• Exercise aim
Retype the passage on feeling nervous before fights in full, word for word.

• Passage given
= = = =
I’ve fought 130 fights now and in three days I’ll have another one. I still feel nervous before fights; every one of them. There’s no reason why I should believe that desensitizing myself completely to this emotion would be a benefit to me, but focusing on this emotion, I know, isn’t helpful. Consider the stomach-churning feeling of standing in line for a roller-coaster. I don’t like roller-coasters, but I’ve been on probably a dozen of them. When I’m waiting in line I go through boredom, distraction in talking with whomever I’m at the park with, and nervousness and fear with thoughts like “why am I doing this? How can I get out of this?” I tolerate these feelings because I tell myself it will be fine, but I never wonder to myself why I’m feeling this nervousness. It’s obvious; I’m about to go on a ride that’s designed to give me a thrill. People pay good money to watch scary movies, go to haunted houses, jump from incredible heights – we don’t wonder why we’re feeling scared or nervous. So why would we wonder why we’re scared or nervous when standing at the precipice of getting into the ring to fight someone who has every intention of beating us? It’s a perfectly reasonable thing to feel, every time.
= = = =
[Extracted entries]
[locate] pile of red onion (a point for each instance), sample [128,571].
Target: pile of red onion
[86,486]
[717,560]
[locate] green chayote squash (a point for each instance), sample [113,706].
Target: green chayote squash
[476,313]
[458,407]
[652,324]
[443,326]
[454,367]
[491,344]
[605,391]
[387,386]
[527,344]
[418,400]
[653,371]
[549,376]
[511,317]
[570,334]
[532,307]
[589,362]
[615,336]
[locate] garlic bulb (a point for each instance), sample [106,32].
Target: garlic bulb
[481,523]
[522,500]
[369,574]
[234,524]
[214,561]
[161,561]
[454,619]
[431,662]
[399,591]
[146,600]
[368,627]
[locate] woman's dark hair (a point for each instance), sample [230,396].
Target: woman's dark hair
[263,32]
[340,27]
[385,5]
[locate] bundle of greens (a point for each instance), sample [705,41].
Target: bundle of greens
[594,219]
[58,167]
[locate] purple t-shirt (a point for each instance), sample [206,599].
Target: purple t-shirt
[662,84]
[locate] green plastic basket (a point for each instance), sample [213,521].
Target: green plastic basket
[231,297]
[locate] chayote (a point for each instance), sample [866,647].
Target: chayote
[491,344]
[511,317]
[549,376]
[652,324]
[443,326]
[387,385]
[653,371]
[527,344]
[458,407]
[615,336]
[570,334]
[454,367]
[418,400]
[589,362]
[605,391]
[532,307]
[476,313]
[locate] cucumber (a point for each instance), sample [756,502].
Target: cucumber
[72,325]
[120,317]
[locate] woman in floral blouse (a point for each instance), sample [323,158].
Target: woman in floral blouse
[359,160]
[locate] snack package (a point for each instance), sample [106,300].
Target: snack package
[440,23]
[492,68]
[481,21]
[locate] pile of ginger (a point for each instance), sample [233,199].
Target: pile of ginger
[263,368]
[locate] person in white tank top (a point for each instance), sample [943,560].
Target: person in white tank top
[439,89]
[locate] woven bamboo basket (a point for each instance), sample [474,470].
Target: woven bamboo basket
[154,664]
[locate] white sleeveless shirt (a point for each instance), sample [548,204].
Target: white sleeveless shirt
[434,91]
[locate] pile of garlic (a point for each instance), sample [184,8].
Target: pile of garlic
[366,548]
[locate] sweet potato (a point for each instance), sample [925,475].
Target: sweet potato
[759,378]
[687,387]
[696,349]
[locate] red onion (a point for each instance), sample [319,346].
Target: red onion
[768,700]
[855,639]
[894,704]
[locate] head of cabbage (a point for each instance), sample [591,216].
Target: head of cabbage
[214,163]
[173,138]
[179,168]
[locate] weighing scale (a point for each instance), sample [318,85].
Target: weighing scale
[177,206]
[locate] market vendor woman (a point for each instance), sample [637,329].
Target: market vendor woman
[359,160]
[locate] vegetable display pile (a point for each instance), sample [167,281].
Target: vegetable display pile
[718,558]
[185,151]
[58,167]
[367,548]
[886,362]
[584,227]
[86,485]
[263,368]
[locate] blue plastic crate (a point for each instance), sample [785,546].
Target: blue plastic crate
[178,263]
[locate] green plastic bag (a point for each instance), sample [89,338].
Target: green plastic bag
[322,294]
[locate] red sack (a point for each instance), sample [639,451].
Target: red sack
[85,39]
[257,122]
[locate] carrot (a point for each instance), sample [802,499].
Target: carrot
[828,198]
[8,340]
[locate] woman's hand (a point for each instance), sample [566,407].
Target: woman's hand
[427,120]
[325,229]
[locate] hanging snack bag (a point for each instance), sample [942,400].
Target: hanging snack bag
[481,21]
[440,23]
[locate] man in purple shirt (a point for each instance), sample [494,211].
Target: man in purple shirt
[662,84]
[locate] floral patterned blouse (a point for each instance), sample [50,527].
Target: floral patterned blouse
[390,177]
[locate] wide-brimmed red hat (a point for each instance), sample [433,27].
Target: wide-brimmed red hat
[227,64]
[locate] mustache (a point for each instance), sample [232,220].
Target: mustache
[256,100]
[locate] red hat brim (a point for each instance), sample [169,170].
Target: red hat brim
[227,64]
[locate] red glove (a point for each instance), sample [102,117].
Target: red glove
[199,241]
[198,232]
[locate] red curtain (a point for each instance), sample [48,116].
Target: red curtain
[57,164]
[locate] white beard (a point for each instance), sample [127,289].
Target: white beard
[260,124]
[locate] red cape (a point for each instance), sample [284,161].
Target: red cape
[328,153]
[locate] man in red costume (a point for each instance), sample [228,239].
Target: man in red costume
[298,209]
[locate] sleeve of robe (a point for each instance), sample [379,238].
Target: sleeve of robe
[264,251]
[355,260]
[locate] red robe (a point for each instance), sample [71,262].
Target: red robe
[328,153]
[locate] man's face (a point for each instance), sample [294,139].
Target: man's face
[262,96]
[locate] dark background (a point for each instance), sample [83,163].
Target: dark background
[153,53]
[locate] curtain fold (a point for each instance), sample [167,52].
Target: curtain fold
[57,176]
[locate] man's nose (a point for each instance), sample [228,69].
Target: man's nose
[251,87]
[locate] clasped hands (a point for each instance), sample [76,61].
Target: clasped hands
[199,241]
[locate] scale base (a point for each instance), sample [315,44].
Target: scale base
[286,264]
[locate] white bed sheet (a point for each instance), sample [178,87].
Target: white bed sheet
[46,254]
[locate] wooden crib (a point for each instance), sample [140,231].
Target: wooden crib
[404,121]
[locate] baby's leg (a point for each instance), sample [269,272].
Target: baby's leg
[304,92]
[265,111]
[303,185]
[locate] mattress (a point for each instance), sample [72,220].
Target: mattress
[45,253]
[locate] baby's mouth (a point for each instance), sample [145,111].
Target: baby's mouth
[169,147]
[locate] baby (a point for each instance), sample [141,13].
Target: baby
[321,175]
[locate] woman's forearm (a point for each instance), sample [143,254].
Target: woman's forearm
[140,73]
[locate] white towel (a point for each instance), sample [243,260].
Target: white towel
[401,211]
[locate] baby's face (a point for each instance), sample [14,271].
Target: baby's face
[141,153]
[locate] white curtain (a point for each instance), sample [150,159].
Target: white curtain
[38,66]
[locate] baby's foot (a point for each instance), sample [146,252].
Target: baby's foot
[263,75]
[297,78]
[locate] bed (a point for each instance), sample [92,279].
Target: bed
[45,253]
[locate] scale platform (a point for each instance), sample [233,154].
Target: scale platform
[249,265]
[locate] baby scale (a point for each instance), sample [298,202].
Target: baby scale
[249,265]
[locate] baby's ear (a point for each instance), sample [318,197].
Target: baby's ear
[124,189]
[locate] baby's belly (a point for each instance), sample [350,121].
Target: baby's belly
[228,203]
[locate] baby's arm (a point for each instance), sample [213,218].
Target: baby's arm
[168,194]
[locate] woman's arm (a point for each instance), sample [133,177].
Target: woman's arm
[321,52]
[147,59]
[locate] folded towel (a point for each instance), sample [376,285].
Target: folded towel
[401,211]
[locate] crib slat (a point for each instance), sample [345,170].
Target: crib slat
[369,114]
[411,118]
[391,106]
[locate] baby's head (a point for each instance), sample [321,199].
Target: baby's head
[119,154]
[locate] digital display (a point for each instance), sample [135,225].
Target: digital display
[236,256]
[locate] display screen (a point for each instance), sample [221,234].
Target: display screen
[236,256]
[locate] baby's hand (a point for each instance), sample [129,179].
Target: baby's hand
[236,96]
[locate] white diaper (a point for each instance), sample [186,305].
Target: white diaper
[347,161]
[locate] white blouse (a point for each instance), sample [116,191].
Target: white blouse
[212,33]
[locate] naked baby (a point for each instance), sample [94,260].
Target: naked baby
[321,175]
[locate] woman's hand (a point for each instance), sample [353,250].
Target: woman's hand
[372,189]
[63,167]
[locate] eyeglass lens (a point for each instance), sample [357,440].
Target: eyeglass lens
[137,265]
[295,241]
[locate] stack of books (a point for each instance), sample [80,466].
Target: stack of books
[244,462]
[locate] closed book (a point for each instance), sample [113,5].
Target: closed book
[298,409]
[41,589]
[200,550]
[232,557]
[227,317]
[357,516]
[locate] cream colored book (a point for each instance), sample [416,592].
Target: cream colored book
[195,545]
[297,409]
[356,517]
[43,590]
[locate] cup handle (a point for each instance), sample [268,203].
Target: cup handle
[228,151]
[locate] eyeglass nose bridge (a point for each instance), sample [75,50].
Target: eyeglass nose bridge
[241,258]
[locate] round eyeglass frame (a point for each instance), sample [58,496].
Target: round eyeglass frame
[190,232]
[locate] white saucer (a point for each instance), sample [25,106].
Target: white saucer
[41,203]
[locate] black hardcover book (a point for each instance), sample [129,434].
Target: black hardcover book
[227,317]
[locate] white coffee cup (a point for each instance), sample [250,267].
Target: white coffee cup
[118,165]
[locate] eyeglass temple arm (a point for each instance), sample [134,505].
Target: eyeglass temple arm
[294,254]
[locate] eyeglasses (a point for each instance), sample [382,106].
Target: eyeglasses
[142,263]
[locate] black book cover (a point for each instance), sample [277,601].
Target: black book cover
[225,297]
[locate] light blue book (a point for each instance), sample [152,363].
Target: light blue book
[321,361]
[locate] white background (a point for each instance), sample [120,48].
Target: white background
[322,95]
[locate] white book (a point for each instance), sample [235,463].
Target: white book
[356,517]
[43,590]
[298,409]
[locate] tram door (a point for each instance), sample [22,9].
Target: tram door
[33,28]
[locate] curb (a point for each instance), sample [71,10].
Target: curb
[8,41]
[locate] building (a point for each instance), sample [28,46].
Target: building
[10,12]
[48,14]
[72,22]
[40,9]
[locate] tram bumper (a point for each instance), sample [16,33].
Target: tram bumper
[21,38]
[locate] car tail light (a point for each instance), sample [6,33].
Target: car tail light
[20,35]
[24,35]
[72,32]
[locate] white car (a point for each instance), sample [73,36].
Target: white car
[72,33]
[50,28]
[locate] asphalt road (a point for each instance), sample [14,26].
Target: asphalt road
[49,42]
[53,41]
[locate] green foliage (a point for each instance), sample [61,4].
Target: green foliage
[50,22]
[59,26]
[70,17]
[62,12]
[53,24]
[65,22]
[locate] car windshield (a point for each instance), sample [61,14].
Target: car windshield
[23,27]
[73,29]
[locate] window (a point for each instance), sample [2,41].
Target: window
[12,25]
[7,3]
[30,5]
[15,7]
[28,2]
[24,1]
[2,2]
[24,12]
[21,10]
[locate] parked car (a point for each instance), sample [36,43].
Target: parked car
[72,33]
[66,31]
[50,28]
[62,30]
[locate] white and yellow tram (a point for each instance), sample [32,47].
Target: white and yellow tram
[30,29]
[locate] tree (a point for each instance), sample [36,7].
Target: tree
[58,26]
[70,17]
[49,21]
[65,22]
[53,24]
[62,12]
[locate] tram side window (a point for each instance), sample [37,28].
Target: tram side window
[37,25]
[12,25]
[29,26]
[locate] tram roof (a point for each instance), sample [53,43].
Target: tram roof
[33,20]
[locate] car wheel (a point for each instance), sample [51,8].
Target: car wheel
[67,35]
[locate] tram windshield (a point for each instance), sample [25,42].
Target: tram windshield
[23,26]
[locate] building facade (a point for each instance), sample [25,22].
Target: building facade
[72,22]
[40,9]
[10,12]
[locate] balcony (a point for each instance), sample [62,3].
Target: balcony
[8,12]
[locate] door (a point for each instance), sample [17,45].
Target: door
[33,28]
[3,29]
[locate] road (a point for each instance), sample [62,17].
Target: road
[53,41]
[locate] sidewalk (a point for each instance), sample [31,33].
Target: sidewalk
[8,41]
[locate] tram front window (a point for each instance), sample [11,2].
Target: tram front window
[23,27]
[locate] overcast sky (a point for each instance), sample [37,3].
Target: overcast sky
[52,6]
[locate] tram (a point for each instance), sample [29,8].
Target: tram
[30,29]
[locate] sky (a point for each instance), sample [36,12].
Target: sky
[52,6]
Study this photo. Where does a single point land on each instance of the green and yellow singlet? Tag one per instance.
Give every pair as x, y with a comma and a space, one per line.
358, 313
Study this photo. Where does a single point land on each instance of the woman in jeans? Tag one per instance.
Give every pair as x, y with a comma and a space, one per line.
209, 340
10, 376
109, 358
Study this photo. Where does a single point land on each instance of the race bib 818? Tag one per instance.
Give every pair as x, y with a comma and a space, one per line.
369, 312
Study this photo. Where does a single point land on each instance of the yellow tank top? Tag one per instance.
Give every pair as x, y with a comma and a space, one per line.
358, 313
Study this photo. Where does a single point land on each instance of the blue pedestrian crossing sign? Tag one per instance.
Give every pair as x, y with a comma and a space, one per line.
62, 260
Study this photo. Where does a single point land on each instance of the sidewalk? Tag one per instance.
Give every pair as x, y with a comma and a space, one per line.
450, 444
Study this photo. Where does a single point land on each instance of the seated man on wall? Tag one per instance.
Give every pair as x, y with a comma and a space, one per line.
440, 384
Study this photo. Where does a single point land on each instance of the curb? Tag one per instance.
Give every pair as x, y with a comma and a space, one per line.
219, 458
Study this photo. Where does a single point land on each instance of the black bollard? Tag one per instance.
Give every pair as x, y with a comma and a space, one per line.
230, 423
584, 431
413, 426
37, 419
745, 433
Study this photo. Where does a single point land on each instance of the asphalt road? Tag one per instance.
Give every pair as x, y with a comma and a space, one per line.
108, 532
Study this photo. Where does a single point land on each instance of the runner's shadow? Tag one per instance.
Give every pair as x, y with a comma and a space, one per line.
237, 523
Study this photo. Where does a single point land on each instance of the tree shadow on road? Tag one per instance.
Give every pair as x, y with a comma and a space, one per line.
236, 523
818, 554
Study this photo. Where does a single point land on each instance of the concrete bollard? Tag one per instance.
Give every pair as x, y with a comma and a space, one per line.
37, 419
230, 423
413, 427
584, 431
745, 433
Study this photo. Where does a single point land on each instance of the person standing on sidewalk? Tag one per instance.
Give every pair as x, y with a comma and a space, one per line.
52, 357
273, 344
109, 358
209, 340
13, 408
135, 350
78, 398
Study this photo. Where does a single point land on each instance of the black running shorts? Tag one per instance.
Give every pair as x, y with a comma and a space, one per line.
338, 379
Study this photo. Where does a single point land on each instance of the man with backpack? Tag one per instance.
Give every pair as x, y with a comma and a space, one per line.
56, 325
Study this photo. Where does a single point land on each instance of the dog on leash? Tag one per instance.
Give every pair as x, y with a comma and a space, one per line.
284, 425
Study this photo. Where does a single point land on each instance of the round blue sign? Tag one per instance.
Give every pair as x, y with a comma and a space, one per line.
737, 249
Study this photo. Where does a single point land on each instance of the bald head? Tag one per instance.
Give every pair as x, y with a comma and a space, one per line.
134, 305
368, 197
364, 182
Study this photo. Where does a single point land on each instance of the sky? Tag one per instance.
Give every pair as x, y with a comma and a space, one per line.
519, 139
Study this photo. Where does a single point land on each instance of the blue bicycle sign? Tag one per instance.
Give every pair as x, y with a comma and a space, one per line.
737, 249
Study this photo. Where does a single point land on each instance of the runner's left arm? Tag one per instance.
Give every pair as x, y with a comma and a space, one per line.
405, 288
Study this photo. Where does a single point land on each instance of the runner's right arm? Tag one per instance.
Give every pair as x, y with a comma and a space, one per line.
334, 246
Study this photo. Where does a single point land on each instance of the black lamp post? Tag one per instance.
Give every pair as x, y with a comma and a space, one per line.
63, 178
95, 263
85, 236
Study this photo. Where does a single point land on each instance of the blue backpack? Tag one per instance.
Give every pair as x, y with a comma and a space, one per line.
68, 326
= = = =
• Solution for this exercise
I’ve fought 130 fights now and in three days I’ll have another one. I still feel nervous before fights; every one of them. There’s no reason why I should believe that desensitizing myself completely to this emotion would be a benefit to me, but focusing on this emotion, I know, isn’t helpful. Consider the stomach-churning feeling of standing in line for a roller-coaster. I don’t like roller-coasters, but I’ve been on probably a dozen of them. When I’m waiting in line I go through boredom, distraction in talking with whomever I’m at the park with, and nervousness and fear with thoughts like “why am I doing this? How can I get out of this?” I tolerate these feelings because I tell myself it will be fine, but I never wonder to myself why I’m feeling this nervousness. It’s obvious; I’m about to go on a ride that’s designed to give me a thrill. People pay good money to watch scary movies, go to haunted houses, jump from incredible heights – we don’t wonder why we’re feeling scared or nervous. So why would we wonder why we’re scared or nervous when standing at the precipice of getting into the ring to fight someone who has every intention of beating us? It’s a perfectly reasonable thing to feel, every time.